==== SELECTED PASSAGE

Sorry I had to leave last night, my power went out, it was thunderstorming here in Louisiana.  :Frown:  Good meeting all of you! (Even though I didn't say much)  :Big Grin:

----------


## Bruce

> Canada is the real hockey super power... You're skating on thin ice, my friend...


Boston Bruins FTW!!!!  GO BOSTON!!!   :Frog Smile:  :Frog Smile:  :Frog Smile:

----------


## clownonfire

> Boston Bruins FTW!!!!  GO BOSTON!!!


Game 7 baby. Go Canucks!!

----------


## Bruce

Let's see how many luongo will let it!  :Wink:  
Thomas ftw!

----------


## Martin

Ok people, let's try another chat-come-togehter!
If you have any suggestion regarding topic, time or anything else, please post here or PM me!  :Smile: 

Next meeting will be the same time, the 19th of June, sunday next week.

Date: 19th June
Time: 07:00 EDT  (same as last time)
Topic: Anything and everything  (same as last time)

If the timezones is confusing, don't be afraid to ask! I'm using timezones converters all the time, trying to get it right.

----------


## Martin

> Date: 19th June
> Time: 07:00 EDT  (same as last time)
> Topic: Anything and everything  (same as last time)


Be there! Last time was a blast!  :Smile:

----------


## Martin

The chat is really starting to come alive! I've ended up chatting with alot of people several times this week. It's really nice to see and to chat with everyone! I've learned alot about breeding, tanks etc.

Today a total of SEVEN people ended up chatting, unplanned, for a great while. However, the chat started to crash horribly for some of us. I have contacted admins and mods to see if anything can be done about it.

Also:
Date: 19th June
Time: 07:00 EDT (same as last time)
Topic: Anything and everything (same as last time)
Be there!

----------


## Rat The Unloved

Would've been more talkative but a family member came running in and said "I found a FREE POOL!" ... free pool kinda took over the rest of the day. Hehe.

----------


## Martin

> Date: 19th June
> Time: 07:00 EDT (same as last time)
> Topic: Anything and everything (same as last time)


See you all tonight!

----------


## clownonfire

I'm not sure I'll be able to join you guys this time around. It's Father's Day and I think I have a few things planned with my family. 

Have a great time, and Martin, thanks again for setting this up.

Eric

----------


## Martin

Another chat meeting have come to an end. Let's see who it went, shall we?

========
==== PROVIDED RECORDS

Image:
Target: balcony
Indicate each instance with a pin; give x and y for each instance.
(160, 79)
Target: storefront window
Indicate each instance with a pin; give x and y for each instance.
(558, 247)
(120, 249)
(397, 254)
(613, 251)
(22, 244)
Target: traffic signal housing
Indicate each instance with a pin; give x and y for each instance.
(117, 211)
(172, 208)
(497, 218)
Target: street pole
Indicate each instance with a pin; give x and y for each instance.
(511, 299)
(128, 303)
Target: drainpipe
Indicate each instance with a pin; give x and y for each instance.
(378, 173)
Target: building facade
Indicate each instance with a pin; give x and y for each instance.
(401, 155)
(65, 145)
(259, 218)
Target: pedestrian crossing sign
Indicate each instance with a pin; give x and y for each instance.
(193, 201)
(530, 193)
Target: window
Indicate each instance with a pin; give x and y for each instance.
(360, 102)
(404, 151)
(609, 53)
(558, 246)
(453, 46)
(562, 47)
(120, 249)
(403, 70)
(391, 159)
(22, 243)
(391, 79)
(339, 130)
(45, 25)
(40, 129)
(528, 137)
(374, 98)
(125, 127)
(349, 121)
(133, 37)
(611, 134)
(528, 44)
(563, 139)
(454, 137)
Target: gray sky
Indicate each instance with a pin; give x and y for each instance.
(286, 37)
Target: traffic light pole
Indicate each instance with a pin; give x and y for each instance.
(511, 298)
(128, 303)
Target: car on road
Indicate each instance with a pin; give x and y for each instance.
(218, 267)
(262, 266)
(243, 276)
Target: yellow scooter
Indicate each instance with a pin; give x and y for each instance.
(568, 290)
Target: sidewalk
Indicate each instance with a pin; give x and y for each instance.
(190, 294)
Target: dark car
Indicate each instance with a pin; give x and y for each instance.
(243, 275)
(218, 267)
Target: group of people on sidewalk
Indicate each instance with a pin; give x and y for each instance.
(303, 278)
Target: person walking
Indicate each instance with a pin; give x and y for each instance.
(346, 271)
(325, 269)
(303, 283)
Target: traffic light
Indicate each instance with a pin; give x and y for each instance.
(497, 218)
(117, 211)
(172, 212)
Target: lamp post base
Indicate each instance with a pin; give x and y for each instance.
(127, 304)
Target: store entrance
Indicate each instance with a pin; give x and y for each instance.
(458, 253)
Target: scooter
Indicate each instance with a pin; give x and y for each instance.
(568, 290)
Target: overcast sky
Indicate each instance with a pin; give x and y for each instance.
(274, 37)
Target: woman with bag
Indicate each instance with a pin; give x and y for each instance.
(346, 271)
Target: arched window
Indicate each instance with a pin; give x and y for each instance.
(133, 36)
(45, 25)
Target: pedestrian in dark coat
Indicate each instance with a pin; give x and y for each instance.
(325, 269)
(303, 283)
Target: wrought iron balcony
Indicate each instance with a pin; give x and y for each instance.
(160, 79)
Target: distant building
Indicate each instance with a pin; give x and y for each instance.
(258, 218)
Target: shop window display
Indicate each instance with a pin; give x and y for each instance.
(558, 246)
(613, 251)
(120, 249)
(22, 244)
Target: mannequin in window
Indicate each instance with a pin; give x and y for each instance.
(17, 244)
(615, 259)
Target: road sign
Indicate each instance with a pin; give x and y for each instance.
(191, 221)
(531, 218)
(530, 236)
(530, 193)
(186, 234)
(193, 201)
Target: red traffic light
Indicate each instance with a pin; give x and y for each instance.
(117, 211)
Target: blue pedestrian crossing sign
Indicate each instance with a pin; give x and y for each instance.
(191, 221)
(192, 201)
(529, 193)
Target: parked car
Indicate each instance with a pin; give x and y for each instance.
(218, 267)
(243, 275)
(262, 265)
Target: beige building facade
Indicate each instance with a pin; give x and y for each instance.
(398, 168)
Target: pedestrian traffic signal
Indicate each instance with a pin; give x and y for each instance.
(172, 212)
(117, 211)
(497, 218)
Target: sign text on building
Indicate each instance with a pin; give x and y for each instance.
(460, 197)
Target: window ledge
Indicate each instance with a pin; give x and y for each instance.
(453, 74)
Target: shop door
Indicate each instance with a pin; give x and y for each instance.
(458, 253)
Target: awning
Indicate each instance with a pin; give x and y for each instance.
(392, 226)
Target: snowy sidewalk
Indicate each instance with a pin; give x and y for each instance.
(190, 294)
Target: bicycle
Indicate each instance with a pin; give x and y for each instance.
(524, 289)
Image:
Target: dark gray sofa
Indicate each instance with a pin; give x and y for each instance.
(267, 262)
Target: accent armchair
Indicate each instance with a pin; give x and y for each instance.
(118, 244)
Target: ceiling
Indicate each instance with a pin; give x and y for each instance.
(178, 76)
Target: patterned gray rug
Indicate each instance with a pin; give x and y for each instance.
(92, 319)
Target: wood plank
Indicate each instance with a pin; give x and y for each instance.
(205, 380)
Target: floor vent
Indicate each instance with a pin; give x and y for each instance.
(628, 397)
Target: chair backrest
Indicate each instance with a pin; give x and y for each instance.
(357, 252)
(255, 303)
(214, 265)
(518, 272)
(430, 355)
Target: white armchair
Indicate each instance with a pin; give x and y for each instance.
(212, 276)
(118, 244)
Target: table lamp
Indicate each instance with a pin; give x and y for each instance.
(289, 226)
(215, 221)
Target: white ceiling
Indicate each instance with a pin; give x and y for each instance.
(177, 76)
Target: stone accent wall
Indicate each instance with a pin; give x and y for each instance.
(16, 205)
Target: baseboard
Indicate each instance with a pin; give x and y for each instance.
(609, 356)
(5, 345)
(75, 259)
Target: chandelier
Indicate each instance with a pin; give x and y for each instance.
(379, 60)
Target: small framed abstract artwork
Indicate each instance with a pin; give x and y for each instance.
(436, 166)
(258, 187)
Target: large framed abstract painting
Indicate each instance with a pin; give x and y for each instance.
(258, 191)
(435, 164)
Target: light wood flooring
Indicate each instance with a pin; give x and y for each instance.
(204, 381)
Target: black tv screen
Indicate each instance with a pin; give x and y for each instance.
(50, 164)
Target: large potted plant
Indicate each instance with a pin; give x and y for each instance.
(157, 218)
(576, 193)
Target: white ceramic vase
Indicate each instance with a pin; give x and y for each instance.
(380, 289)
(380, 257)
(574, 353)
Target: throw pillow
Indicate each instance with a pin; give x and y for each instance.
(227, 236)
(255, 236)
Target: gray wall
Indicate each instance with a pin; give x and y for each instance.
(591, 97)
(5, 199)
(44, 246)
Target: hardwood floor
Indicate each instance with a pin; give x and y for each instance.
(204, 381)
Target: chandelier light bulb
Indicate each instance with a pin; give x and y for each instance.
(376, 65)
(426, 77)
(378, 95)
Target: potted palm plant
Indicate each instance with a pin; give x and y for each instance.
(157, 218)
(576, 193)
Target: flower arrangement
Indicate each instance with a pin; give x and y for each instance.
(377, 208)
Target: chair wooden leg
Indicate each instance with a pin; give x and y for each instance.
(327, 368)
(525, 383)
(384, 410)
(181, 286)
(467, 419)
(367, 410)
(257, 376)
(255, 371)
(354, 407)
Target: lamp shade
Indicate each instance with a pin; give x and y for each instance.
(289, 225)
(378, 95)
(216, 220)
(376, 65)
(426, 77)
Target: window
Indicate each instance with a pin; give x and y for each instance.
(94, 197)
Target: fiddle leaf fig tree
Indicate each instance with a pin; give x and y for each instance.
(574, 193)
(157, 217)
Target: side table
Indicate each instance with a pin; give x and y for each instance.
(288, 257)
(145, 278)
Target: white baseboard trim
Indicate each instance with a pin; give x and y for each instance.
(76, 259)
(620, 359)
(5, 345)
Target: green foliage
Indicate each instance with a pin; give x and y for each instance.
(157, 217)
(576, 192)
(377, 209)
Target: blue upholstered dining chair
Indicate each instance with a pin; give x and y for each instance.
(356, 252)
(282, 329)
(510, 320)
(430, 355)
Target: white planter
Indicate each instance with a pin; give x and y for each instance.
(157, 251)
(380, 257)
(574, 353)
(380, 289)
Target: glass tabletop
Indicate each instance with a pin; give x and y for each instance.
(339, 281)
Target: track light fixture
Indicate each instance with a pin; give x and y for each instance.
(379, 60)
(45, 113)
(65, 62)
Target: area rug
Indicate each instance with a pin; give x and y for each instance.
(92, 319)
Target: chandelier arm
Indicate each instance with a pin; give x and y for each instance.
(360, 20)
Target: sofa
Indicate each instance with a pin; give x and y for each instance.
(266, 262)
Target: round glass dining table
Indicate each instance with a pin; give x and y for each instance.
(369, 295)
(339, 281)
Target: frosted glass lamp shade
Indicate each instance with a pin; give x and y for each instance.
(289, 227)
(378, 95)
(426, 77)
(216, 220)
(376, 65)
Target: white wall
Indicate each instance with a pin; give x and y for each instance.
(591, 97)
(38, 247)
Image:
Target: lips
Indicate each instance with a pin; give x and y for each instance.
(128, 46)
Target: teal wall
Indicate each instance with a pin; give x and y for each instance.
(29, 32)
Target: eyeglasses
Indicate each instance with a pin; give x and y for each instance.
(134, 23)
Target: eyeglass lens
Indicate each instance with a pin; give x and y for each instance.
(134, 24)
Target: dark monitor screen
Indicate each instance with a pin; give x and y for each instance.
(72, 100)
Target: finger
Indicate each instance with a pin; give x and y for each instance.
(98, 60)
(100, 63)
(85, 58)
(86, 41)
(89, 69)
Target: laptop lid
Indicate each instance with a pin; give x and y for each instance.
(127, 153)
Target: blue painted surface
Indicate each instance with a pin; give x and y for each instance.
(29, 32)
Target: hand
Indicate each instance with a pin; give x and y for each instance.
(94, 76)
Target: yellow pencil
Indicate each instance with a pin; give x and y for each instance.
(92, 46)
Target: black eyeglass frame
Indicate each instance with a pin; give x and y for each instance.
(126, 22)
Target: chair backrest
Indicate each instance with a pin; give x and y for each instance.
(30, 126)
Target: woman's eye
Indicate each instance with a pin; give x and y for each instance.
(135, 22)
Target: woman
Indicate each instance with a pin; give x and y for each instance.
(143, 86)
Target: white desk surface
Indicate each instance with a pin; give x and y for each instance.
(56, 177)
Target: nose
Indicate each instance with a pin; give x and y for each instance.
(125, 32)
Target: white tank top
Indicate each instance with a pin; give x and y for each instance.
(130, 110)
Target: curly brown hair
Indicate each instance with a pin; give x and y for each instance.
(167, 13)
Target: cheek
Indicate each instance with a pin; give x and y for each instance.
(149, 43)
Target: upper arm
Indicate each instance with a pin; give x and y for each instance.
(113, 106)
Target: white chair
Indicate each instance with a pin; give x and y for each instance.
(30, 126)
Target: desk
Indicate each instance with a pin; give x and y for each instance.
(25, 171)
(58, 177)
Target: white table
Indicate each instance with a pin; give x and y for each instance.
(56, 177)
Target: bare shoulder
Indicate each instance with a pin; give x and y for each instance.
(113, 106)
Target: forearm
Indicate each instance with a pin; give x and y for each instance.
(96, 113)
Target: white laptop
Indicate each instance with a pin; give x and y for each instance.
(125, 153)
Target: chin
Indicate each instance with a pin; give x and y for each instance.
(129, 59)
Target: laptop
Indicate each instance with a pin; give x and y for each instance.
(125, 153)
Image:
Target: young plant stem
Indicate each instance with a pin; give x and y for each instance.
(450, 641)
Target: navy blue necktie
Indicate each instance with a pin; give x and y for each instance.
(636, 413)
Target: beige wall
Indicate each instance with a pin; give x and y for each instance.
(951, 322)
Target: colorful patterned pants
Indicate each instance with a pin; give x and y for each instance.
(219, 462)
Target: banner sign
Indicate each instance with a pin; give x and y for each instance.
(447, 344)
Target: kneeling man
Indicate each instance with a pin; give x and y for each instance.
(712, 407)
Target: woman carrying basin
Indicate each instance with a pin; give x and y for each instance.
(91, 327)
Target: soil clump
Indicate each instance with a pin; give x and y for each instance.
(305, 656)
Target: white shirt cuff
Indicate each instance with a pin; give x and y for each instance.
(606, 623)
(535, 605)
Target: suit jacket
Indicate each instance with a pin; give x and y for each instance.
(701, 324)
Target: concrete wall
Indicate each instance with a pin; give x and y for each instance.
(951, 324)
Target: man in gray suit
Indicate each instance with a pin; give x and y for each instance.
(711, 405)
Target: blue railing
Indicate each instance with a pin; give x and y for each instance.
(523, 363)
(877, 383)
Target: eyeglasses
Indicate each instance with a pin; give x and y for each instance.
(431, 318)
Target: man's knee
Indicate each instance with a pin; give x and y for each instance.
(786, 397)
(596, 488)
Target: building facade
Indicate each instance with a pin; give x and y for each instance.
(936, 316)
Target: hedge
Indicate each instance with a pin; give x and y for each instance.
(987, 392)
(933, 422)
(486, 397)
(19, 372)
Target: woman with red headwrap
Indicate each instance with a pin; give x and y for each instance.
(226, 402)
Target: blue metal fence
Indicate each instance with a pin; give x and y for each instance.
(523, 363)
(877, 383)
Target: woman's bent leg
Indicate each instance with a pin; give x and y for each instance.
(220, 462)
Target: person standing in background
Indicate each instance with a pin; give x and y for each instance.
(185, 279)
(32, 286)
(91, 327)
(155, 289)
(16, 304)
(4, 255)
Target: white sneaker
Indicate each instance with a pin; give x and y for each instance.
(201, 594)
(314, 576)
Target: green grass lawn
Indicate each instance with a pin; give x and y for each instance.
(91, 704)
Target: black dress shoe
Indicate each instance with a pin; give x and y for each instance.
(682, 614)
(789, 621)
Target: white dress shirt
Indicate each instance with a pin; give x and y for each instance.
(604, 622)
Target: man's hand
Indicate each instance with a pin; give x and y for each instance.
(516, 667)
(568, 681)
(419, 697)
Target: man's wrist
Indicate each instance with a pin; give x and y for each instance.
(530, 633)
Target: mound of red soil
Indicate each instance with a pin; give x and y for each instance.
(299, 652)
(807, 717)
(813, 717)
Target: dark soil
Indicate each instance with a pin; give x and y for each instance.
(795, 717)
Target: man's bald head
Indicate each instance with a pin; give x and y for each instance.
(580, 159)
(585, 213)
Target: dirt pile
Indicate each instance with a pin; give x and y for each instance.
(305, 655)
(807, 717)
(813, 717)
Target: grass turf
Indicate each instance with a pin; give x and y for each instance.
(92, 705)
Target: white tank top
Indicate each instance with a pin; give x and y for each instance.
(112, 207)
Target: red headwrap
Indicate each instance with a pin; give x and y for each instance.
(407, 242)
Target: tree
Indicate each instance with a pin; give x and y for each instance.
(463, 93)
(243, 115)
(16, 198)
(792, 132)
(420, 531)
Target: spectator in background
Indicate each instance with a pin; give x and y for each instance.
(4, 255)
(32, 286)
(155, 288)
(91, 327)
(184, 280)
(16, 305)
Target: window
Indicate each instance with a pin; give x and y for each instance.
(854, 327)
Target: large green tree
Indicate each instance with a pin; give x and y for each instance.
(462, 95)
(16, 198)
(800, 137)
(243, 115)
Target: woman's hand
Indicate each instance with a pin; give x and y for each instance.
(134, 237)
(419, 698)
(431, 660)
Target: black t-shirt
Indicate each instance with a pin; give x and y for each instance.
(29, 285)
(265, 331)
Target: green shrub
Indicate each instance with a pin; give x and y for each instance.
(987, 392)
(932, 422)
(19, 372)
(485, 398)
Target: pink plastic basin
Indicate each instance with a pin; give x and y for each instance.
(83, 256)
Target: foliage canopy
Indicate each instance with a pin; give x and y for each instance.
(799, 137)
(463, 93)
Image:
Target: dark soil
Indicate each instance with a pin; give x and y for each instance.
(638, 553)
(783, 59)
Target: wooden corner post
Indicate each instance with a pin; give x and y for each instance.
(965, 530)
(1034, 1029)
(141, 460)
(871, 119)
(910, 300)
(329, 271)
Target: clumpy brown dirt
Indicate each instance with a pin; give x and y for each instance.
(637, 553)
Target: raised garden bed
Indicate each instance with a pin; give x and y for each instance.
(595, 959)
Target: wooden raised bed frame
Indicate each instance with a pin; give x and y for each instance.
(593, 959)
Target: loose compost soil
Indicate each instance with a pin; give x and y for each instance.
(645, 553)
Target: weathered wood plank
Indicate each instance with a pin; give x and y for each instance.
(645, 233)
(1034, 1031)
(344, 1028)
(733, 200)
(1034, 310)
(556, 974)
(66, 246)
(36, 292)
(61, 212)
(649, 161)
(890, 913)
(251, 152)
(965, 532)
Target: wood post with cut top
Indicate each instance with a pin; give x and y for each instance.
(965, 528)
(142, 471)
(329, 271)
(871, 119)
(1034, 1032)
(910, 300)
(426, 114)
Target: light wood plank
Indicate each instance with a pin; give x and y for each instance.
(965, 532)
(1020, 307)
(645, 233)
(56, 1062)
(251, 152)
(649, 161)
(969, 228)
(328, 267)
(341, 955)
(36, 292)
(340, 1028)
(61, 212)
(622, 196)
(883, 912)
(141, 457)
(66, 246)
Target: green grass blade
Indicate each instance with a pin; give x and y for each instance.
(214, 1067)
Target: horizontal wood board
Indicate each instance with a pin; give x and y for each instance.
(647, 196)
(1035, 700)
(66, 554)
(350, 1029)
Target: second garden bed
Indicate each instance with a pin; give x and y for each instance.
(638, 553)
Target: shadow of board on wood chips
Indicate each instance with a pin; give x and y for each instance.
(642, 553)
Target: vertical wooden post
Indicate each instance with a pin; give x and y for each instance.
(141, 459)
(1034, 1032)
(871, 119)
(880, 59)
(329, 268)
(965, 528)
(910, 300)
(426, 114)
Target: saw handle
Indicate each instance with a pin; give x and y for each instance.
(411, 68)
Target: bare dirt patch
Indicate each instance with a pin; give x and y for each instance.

========

TO BE DONE:
Condense the forum thread's paragraph that begins "Today a total of SEVEN people" into one sentence that keeps its main facts. The listing comes from a separate source, unrelated to the forum thread.

FINISHED ANSWER:
Seven people chatted unplanned for a long while today, but the chat crashed badly for some of them, so admins and mods have been contacted to see whether anything can be done.